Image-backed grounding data
== Segment start ==

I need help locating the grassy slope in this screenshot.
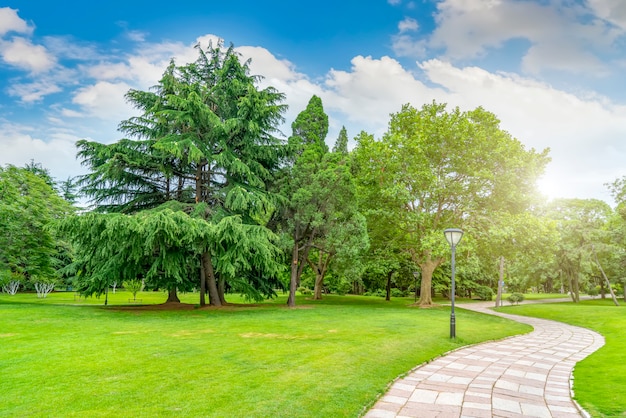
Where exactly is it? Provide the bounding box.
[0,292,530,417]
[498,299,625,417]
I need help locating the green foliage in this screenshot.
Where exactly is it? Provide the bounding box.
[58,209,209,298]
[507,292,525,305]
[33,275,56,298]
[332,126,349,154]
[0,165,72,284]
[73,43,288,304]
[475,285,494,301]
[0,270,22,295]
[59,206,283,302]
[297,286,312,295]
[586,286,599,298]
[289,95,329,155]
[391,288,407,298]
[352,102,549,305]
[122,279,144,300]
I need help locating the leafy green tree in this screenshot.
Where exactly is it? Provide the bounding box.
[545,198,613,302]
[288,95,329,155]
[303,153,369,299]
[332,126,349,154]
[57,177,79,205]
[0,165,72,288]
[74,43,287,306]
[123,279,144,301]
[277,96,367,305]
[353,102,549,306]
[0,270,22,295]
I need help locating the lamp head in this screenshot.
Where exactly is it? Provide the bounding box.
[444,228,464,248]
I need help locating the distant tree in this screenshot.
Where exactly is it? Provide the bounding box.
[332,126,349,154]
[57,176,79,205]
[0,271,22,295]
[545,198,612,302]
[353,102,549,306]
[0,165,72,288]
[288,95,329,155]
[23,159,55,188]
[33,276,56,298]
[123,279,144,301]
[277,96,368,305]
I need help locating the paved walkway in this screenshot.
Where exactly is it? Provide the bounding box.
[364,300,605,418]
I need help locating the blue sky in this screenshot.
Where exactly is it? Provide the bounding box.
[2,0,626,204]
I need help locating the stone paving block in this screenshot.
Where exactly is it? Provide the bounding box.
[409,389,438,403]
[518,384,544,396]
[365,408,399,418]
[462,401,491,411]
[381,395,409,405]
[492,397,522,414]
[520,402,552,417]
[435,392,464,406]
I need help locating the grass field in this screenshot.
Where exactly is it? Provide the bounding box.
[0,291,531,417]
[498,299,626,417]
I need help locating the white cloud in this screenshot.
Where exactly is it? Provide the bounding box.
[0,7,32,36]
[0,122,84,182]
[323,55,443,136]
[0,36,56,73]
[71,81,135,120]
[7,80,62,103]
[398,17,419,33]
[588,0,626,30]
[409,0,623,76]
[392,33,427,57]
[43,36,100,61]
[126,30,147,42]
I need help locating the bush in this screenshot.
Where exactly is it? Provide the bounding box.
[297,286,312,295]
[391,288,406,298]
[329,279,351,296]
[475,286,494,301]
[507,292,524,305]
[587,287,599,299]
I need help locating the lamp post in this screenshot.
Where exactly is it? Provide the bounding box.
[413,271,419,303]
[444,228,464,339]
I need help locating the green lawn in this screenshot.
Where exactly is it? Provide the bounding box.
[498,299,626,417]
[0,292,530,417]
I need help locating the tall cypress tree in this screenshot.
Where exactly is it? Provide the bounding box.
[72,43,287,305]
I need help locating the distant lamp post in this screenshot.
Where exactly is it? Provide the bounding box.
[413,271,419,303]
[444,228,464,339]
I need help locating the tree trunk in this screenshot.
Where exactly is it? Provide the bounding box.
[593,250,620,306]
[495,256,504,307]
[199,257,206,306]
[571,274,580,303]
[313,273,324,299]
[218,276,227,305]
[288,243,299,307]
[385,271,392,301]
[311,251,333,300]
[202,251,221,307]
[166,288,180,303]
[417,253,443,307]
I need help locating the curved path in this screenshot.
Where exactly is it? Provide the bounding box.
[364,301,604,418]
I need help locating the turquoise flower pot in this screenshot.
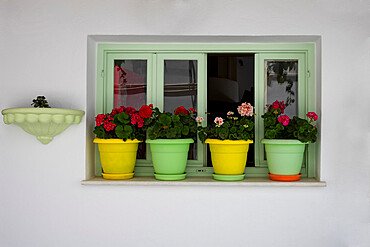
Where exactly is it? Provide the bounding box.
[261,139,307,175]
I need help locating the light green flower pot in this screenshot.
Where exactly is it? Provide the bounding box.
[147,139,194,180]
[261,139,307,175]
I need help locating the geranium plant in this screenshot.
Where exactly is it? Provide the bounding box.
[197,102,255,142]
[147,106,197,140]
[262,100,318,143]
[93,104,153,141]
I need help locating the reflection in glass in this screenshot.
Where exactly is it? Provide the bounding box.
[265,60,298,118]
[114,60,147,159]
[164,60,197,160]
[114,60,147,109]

== Segment end ==

Exercise goal
Give the number of lines in the data that contain the string "flower", and nothing else.

Finished task
2